[Recorded data]
######

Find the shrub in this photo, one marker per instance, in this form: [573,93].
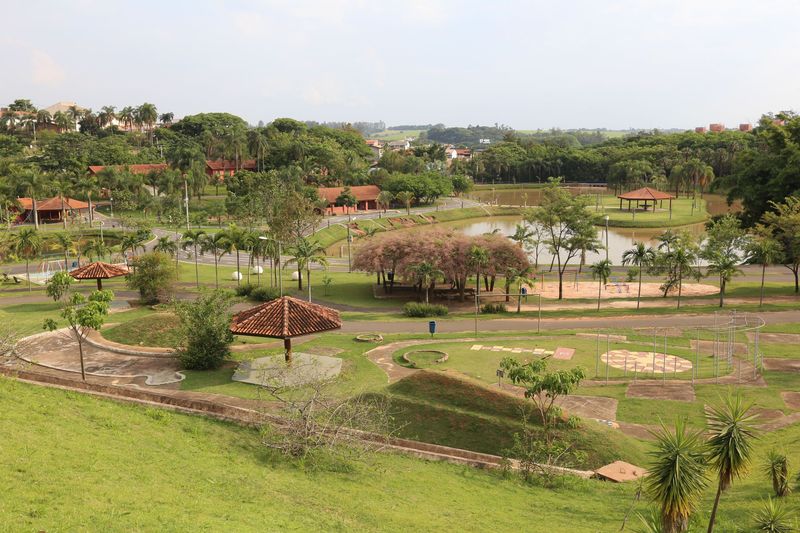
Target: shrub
[153,276]
[245,289]
[419,310]
[205,333]
[264,294]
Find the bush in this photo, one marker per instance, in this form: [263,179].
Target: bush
[264,294]
[153,276]
[245,289]
[205,333]
[494,308]
[419,310]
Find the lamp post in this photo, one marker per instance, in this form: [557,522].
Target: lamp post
[280,277]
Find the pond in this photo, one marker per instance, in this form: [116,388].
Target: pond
[619,239]
[715,203]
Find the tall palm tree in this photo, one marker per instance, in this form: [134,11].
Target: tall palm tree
[426,273]
[27,243]
[66,242]
[407,198]
[764,251]
[601,271]
[676,477]
[726,266]
[303,254]
[219,245]
[730,445]
[193,239]
[479,259]
[640,256]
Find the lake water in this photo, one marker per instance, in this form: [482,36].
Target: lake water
[619,239]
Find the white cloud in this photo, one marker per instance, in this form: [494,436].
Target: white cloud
[44,70]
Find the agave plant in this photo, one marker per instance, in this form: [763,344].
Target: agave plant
[777,469]
[774,518]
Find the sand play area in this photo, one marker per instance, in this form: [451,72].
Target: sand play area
[588,289]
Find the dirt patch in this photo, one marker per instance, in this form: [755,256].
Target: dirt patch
[659,390]
[791,399]
[781,365]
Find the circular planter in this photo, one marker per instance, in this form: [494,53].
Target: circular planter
[441,359]
[370,337]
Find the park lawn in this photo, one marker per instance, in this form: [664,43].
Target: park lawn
[151,469]
[682,213]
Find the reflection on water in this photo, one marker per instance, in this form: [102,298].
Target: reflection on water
[715,203]
[619,239]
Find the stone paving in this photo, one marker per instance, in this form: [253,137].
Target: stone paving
[645,362]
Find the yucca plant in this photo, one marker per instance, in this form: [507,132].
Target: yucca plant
[774,518]
[731,444]
[777,469]
[677,475]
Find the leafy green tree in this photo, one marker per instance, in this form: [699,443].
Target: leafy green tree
[27,243]
[730,445]
[640,256]
[194,239]
[677,475]
[83,315]
[568,226]
[426,274]
[601,271]
[542,387]
[153,276]
[205,330]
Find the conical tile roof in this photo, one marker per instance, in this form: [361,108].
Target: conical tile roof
[99,270]
[285,317]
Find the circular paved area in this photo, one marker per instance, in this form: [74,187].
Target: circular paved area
[647,362]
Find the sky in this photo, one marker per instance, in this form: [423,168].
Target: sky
[613,64]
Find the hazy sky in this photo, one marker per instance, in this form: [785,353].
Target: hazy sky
[535,64]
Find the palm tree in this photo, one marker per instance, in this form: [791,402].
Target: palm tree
[479,259]
[777,469]
[764,251]
[640,256]
[726,266]
[27,243]
[426,273]
[730,445]
[384,199]
[407,198]
[676,477]
[219,245]
[65,241]
[303,254]
[193,239]
[601,271]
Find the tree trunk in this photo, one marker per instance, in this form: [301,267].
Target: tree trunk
[713,517]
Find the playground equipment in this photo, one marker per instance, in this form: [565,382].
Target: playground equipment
[726,347]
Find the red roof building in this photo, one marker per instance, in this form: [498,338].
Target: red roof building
[366,198]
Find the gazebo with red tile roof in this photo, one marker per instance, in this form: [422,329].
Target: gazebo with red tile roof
[99,271]
[646,195]
[284,318]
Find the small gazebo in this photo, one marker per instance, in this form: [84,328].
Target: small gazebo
[646,195]
[284,318]
[99,271]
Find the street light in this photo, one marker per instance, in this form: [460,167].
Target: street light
[280,277]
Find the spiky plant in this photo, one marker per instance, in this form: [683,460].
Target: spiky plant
[677,475]
[731,444]
[777,469]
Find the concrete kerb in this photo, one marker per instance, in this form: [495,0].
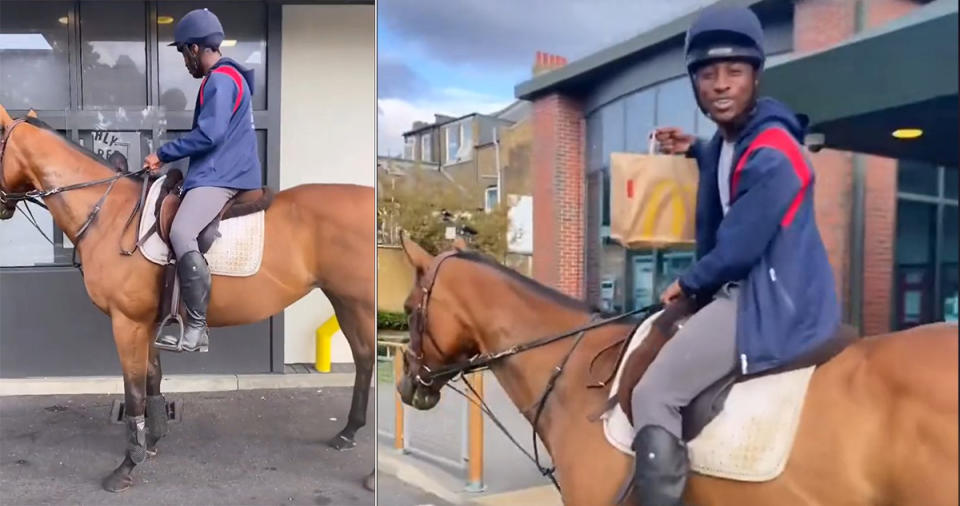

######

DIRECTION: Render the material above as a numbered list, dropping any blank lines. Leave the pictures out.

RESPONSE TO THE EXERCISE:
1. Find the shrub in this photo, one marker per instance, in this form: [573,93].
2. Target: shrub
3. [153,276]
4. [245,289]
5. [419,310]
6. [205,333]
7. [264,294]
8. Find the bush in this photo, one marker per instance, in this form: [263,179].
9. Target: bush
10. [264,294]
11. [153,276]
12. [245,289]
13. [205,333]
14. [494,308]
15. [419,310]
16. Find the lamp post in this photo, one marker per instance, in this form: [557,522].
17. Target: lamp post
18. [280,277]
19. Find the pond in this photo, one marker per instance, in this form: [116,388].
20. Target: pond
21. [619,239]
22. [715,203]
23. Find the tall palm tree in this photo, one marker per instance, in this form: [134,11].
24. Target: tall palm tree
25. [426,273]
26. [27,243]
27. [66,242]
28. [407,198]
29. [764,251]
30. [601,271]
31. [676,477]
32. [726,266]
33. [303,254]
34. [219,245]
35. [730,445]
36. [193,239]
37. [479,259]
38. [640,256]
39. Find the lake water in this photo, one marker per instance, in this form: [482,36].
40. Target: lake water
41. [619,239]
42. Find the white cloud in this photo, one marker per instance, in this form: [494,436].
43. Target: white cloud
44. [44,70]
45. Find the agave plant in this photo, one marker per instance, in this form: [763,344].
46. Target: agave plant
47. [777,469]
48. [774,518]
49. Find the sand play area in this photo, one marker per instance, in this form: [451,72].
50. Target: sand play area
51. [588,289]
52. Find the dirt patch in this photo, one marker per instance, in this form: [755,256].
53. Target: dirt patch
54. [659,390]
55. [791,399]
56. [781,365]
57. Find the circular planter in this photo, one marker per instance, in this form: [494,53].
58. Target: circular planter
59. [441,359]
60. [370,337]
61. Find the park lawn in this photo, one marker per instance, in this form: [664,43].
62. Target: park lawn
63. [151,469]
64. [682,213]
65. Find the reflection on water in this photo, one marker per instance, in this form: [102,298].
66. Target: reflection on water
67. [715,203]
68. [619,239]
69. Find the stone paving in this photo, one marker per instance, in this form: [253,137].
70. Target: stone paving
71. [645,362]
72. Find the yucca plant in this photo, one marker per instance, in this form: [507,132].
73. Target: yucca plant
74. [774,518]
75. [731,444]
76. [777,469]
77. [677,475]
78. Find the leafy green tree in this photo, one marker per instance, in this form: [699,443].
79. Target: leafy green tree
80. [27,243]
81. [730,445]
82. [640,256]
83. [194,239]
84. [677,475]
85. [83,315]
86. [568,226]
87. [426,274]
88. [601,271]
89. [542,387]
90. [153,276]
91. [205,330]
92. Find the conical tile roof in this photo, one marker per instance, in this form: [361,108].
93. Target: conical tile roof
94. [99,270]
95. [285,317]
96. Find the circular paved area in this photo, one marker per instance, in this form: [74,187].
97. Target: circular paved area
98. [647,362]
99. Find the sky in this photo, one marker per instance, in this form: [423,168].
100. Target: sky
101. [613,64]
102. Find the hazy sky in this photo, one marker per instance, in this form: [785,353].
103. Target: hazy sky
104. [535,64]
105. Find the palm tree in this photo, one marker per instance, in this form: [791,402].
106. Target: palm tree
107. [479,259]
108. [777,469]
109. [764,251]
110. [640,256]
111. [726,266]
112. [27,243]
113. [426,273]
114. [730,445]
115. [384,199]
116. [407,198]
117. [676,477]
118. [219,245]
119. [65,241]
120. [303,254]
121. [193,239]
122. [601,271]
123. Find the tree trunk in this photo, one marker per instance, in this form: [301,267].
124. Target: tree trunk
125. [713,517]
126. Find the playground equipment in this photo, one marker per instance, in this form: [565,382].
127. Target: playground equipment
128. [726,347]
129. Find the red roof building in this photo, one marker per instance, in this form: [498,338].
130. Target: red roof building
131. [366,198]
132. Find the gazebo with red tile roof in this photo, one marker per instance, in this form: [422,329].
133. Target: gazebo with red tile roof
134. [99,271]
135. [646,195]
136. [284,318]
137. Find the small gazebo in this photo, one marker per instance, in this form: [84,328].
138. Target: small gazebo
139. [646,195]
140. [284,318]
141. [99,271]
142. Find the street light in this photo, one marker per instance, in this form: [460,167].
143. Target: street light
144. [280,277]
145. Find the spiky plant in this photo, one marker per instance, in this form: [683,460].
146. Target: spiky plant
147. [677,475]
148. [731,444]
149. [777,469]
150. Find the concrete kerb in this photo, one marker per instance, in this form: [495,0].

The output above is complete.